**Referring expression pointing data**
====

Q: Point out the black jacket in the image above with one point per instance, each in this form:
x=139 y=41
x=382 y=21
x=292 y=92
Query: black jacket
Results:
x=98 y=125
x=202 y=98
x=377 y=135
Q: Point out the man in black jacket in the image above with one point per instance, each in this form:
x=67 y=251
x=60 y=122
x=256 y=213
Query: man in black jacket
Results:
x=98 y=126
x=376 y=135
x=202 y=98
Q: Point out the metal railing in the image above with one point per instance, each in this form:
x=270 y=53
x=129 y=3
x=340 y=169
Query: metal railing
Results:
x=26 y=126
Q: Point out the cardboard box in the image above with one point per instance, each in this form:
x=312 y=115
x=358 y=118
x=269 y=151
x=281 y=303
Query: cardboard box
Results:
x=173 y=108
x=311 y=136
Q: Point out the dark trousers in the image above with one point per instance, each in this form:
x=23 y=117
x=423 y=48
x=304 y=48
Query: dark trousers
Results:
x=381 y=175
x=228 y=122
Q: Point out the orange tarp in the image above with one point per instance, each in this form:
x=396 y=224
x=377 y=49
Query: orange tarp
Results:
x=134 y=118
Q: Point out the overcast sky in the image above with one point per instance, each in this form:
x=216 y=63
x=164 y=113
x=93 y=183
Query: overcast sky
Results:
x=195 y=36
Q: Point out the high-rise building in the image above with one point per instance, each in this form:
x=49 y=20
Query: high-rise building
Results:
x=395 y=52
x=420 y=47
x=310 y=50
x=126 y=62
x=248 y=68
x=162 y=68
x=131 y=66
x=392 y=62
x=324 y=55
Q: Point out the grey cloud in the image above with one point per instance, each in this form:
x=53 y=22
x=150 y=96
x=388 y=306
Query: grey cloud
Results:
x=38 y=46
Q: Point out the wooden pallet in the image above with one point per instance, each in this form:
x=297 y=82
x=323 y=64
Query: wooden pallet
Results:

====

**What you have to do**
Using the data above, reproduce exactly the lines from the line that contains "Q: Point out the metal" through the line that contains "Query: orange tarp", including both.

**Written answer**
Q: Point out the metal railing in the image above with one point per instance, each in this form:
x=270 y=53
x=129 y=3
x=340 y=169
Query: metal railing
Results:
x=26 y=126
Q: Point out the cardboard box in the image above with one point per instance, each in this form:
x=312 y=115
x=358 y=118
x=269 y=151
x=281 y=303
Query: cardboard box
Results:
x=173 y=108
x=311 y=136
Q: Point out the dark trousers in the image above with one point per instance, each in this form:
x=23 y=117
x=423 y=48
x=304 y=48
Query: dark trousers
Results:
x=381 y=175
x=228 y=122
Q: Point out the orange tarp in the image above with one point per instance, each in this form:
x=396 y=224
x=377 y=49
Query: orange tarp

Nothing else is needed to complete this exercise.